Nevertheless, while earlier evidence on the impact of PGWP on retention rates has been inconclusive, more recent data indicated that the total numbers of PGWP beneficiaries who have acquired permanent residency of Canada is growing rapidly, with their number more than doubling over the period of 4 years (from 10,215 in 2015 to 24,535 in 2018).[96] 

In terms of labour market outcomes for PGWP beneficiaries, available evidence is again inconclusive. The 2010 programme evaluation report noted that following the 2008 change to the programme (lifting the requirement of a job offer related to the graduates’ field of study) it has been difficult to evidence what kind of work PGWP have been taking up and whether the programme has indeed provided them with valuable work experience.[97] A later internal Citizenship and Immigration Canada report reviewing the years 2008-2014 apparently found that over a third of graduates employed through the PGWP were in low-skilled jobs in the service sector, and had median earnings that were less than half of other recent university and college graduates.[98]

Additionally, other challenges to the programme were pinpointed. The 2010 evaluation report also noted reported fraud and misuse of the International Student Programme. The extent to which this was taking place was however unclear due to a lack of data and consistent reporting. The main concerns raised around abuse of the programme were non-genuine students and questionable educational institutions. It was noted that Citizenship and Immigration Canada, the body issuing the permits, did not have a complete inventory of legitimate educational institutions in Canada, nor the authority to ensure their quality.[99] Furthermore, the internal Citizenship and Immigration Canada report mentioned earlier apparently found that the programme was indeed creating a low-wage workforce, encouraging low-quality postsecondary programmes, and needs to be redesigned.[100]

Canada tracks international students’ pathways and changes to/from particular immigration schemes as well as geographical location. Relevant datasets are published on the Canadian government website.  Data on permanent stays of students who were holders of a PGWP is publicly available for the period of January 2015 – February 2019.[101]

New Zealand

Policy context

Immigration is a central aspect of New Zealand’s (NZ) economic and social policies. NZ has been struggling to maintain a stable population due to high levels of outflow of its native population to other countries (Australia and the UK in particular). Since the introduction of the points-based system in 1991, New Zealand’s immigration policy has been focused on selection of migrants based on economic and related socio-demographic characteristics as well as skills. However, the 21st century brought about significant shifts in NZ’s immigration policy development and implementation. While a consistently high volume of immigration is deemed vital to NZ's ‘demographic viability’, retention of immigrants has been a long-standing issue for the country. This led to an extensive public consultation in 2004-2005, a review of NZ's immigration policy in 2006, and the implementation of a new and more flexible immigration law in 2009. It provides a framework for a more flexible immigration system enabling policy responses to the changing needs of the country, including the increased need for particular skills and attracting global talent. NZ currently focuses its immigration policy on ensuring the economic and demographic needs of NZ are met but at the same time its workforce is protected from unfair competition and abuse.

→ Work to do
1 > From the excerpt on student and immigration policy, list the steps, each with its year or years, that the text says followed from New Zealand's long-standing problem with retaining immigrants.
2 > Locate every line of the listing that contains the string "hanger", with case counting, and copy each of those lines in full.

→ Extracted entries
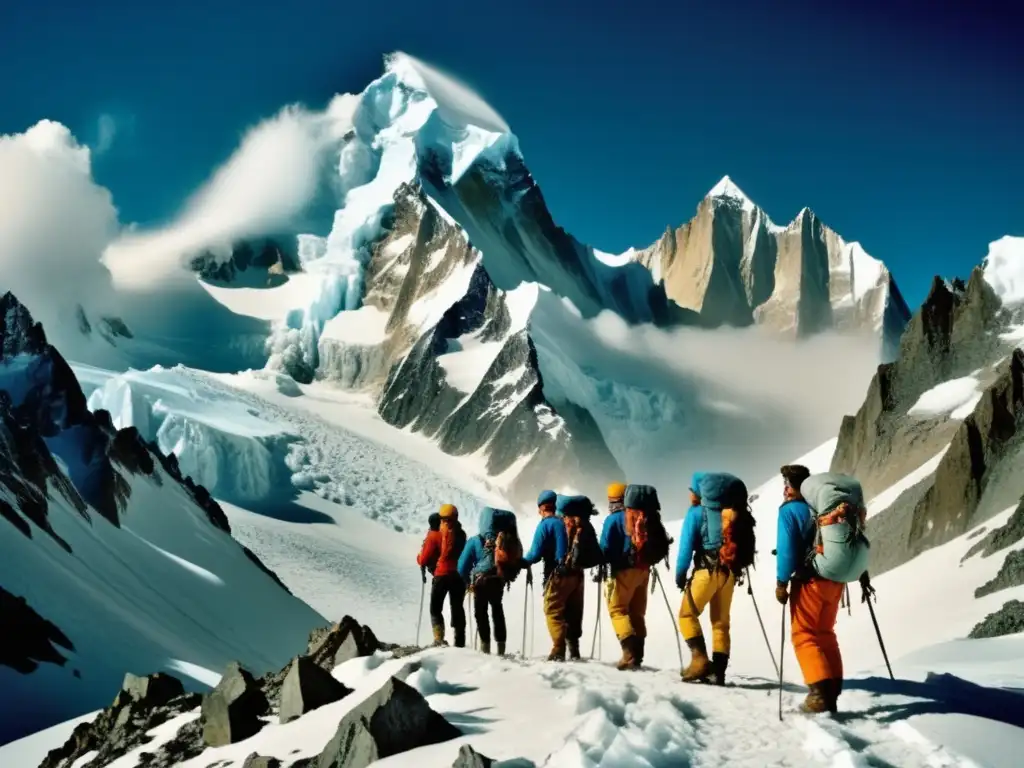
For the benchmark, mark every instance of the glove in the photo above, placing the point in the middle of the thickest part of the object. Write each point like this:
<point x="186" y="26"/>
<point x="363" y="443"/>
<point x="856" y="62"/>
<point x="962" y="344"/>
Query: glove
<point x="781" y="592"/>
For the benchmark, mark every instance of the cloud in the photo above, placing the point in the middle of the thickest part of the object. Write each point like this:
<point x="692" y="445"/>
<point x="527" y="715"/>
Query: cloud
<point x="267" y="182"/>
<point x="54" y="223"/>
<point x="107" y="130"/>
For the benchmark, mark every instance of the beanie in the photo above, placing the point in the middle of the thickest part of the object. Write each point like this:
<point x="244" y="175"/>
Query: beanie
<point x="615" y="492"/>
<point x="795" y="474"/>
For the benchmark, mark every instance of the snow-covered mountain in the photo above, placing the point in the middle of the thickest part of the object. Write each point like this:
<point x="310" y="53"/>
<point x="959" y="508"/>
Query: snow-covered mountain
<point x="446" y="291"/>
<point x="112" y="559"/>
<point x="733" y="265"/>
<point x="948" y="413"/>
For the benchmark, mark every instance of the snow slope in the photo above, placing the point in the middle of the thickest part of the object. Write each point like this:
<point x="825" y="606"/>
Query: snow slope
<point x="951" y="705"/>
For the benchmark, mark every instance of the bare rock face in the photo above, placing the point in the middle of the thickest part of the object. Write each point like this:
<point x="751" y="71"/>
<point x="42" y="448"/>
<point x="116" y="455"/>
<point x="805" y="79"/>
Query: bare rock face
<point x="734" y="266"/>
<point x="141" y="705"/>
<point x="306" y="687"/>
<point x="231" y="712"/>
<point x="393" y="720"/>
<point x="26" y="638"/>
<point x="470" y="758"/>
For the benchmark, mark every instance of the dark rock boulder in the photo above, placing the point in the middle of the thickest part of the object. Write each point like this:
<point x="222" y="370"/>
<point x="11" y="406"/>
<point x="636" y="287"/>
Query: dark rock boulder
<point x="470" y="758"/>
<point x="231" y="712"/>
<point x="1007" y="621"/>
<point x="26" y="638"/>
<point x="1011" y="574"/>
<point x="345" y="641"/>
<point x="306" y="687"/>
<point x="393" y="720"/>
<point x="141" y="705"/>
<point x="153" y="690"/>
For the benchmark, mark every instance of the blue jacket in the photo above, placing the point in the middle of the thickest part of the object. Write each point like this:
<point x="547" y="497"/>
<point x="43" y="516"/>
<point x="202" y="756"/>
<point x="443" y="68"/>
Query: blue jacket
<point x="796" y="526"/>
<point x="689" y="541"/>
<point x="550" y="544"/>
<point x="470" y="556"/>
<point x="615" y="543"/>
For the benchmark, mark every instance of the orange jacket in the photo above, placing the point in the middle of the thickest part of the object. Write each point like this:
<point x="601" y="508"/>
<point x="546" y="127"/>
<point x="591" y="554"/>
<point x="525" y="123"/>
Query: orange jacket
<point x="430" y="556"/>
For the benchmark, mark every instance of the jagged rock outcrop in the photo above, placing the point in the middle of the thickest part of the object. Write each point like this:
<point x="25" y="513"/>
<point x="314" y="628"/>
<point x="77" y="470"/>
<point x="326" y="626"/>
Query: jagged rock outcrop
<point x="393" y="720"/>
<point x="28" y="639"/>
<point x="470" y="758"/>
<point x="450" y="355"/>
<point x="733" y="266"/>
<point x="1007" y="621"/>
<point x="306" y="687"/>
<point x="955" y="338"/>
<point x="140" y="706"/>
<point x="231" y="711"/>
<point x="259" y="263"/>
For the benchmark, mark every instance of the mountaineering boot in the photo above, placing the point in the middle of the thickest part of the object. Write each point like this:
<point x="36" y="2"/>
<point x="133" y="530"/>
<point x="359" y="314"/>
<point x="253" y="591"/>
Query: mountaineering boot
<point x="629" y="659"/>
<point x="573" y="648"/>
<point x="720" y="662"/>
<point x="439" y="635"/>
<point x="700" y="666"/>
<point x="818" y="698"/>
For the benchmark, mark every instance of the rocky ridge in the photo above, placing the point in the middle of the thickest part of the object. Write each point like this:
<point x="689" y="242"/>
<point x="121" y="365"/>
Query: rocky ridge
<point x="391" y="720"/>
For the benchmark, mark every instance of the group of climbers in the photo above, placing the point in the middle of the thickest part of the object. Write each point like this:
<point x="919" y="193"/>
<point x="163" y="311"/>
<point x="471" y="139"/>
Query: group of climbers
<point x="821" y="548"/>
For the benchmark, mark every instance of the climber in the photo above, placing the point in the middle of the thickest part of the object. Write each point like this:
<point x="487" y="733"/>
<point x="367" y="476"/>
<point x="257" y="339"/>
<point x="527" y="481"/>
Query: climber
<point x="633" y="539"/>
<point x="439" y="555"/>
<point x="489" y="562"/>
<point x="718" y="537"/>
<point x="818" y="567"/>
<point x="549" y="546"/>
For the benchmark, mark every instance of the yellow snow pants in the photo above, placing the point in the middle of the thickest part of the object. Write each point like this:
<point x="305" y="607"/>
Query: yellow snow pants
<point x="708" y="588"/>
<point x="627" y="596"/>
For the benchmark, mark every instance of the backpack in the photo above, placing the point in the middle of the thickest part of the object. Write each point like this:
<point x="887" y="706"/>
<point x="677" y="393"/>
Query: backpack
<point x="502" y="555"/>
<point x="840" y="550"/>
<point x="453" y="542"/>
<point x="727" y="539"/>
<point x="583" y="550"/>
<point x="644" y="526"/>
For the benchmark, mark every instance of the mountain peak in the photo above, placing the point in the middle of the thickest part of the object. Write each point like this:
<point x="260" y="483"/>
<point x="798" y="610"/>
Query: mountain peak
<point x="726" y="187"/>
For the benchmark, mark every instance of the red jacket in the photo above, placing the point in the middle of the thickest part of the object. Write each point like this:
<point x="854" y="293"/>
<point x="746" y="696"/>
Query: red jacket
<point x="430" y="556"/>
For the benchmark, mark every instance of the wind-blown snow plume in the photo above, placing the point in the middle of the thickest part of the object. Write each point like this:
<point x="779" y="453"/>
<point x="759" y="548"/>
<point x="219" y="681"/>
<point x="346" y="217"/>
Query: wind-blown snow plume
<point x="269" y="181"/>
<point x="54" y="220"/>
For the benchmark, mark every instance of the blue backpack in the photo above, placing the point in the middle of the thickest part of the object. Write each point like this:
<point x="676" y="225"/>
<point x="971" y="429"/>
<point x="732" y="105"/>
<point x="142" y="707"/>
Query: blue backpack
<point x="727" y="539"/>
<point x="583" y="551"/>
<point x="502" y="552"/>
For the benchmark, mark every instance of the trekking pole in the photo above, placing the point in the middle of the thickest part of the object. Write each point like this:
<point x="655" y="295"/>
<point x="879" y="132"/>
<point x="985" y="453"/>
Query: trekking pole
<point x="750" y="591"/>
<point x="419" y="622"/>
<point x="525" y="602"/>
<point x="868" y="592"/>
<point x="781" y="656"/>
<point x="672" y="616"/>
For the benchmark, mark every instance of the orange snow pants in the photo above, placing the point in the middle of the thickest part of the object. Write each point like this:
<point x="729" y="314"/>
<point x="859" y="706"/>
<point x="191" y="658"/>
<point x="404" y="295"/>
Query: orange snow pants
<point x="813" y="609"/>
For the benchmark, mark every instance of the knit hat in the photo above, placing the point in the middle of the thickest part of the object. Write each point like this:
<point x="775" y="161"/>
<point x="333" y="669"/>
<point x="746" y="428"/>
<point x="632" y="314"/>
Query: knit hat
<point x="547" y="497"/>
<point x="616" y="492"/>
<point x="795" y="474"/>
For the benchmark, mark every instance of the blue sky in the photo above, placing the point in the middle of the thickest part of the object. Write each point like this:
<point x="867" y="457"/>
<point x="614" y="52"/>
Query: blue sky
<point x="901" y="130"/>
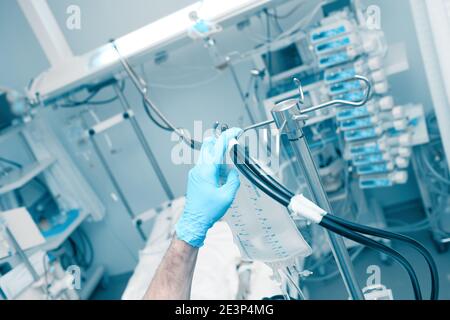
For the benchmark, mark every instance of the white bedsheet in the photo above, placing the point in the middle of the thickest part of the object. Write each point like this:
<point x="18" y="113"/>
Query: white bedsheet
<point x="216" y="276"/>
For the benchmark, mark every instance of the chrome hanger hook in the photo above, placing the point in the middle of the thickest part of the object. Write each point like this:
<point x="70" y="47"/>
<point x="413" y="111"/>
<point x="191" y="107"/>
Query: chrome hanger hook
<point x="345" y="102"/>
<point x="298" y="83"/>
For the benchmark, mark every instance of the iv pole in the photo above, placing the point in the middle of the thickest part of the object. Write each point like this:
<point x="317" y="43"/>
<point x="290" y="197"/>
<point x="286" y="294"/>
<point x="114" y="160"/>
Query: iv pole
<point x="290" y="117"/>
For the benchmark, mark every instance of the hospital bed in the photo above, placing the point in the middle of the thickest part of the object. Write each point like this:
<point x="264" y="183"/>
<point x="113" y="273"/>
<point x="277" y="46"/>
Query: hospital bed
<point x="220" y="273"/>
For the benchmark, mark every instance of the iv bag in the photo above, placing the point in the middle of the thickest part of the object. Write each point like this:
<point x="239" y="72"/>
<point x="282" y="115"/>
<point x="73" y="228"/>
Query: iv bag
<point x="263" y="229"/>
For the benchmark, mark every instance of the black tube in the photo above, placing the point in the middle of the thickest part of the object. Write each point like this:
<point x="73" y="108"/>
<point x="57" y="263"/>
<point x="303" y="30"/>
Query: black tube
<point x="333" y="226"/>
<point x="266" y="183"/>
<point x="255" y="179"/>
<point x="407" y="240"/>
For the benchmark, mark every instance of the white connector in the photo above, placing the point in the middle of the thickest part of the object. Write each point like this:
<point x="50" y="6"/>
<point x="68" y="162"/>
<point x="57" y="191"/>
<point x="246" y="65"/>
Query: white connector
<point x="304" y="208"/>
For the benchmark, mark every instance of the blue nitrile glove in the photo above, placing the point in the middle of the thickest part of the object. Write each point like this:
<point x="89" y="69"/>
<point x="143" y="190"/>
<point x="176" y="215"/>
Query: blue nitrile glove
<point x="207" y="200"/>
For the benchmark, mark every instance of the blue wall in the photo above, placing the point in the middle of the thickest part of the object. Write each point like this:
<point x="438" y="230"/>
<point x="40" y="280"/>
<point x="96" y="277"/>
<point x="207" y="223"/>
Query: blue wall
<point x="116" y="242"/>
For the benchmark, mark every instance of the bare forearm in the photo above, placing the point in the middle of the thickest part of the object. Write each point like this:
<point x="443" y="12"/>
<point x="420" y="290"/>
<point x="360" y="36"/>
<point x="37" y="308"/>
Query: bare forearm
<point x="173" y="279"/>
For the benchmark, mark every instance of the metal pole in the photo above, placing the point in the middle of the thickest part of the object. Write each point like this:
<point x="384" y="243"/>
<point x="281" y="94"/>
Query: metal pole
<point x="286" y="115"/>
<point x="148" y="151"/>
<point x="241" y="93"/>
<point x="112" y="178"/>
<point x="21" y="253"/>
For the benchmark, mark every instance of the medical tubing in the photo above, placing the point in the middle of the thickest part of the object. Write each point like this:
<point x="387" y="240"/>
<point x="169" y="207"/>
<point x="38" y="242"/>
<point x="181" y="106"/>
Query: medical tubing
<point x="275" y="190"/>
<point x="336" y="228"/>
<point x="249" y="165"/>
<point x="255" y="179"/>
<point x="139" y="84"/>
<point x="407" y="240"/>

→ Written answers
1 >
- An extensive public consultation (2004-2005)
- A review of New Zealand's immigration policy (2006)
- The implementation of a new and more flexible immigration law (2009)

2 >
For the benchmark, mark every instance of the chrome hanger hook in the photo above, placing the point in the middle of the thickest part of the object. Write each point like this:
Query: chrome hanger hook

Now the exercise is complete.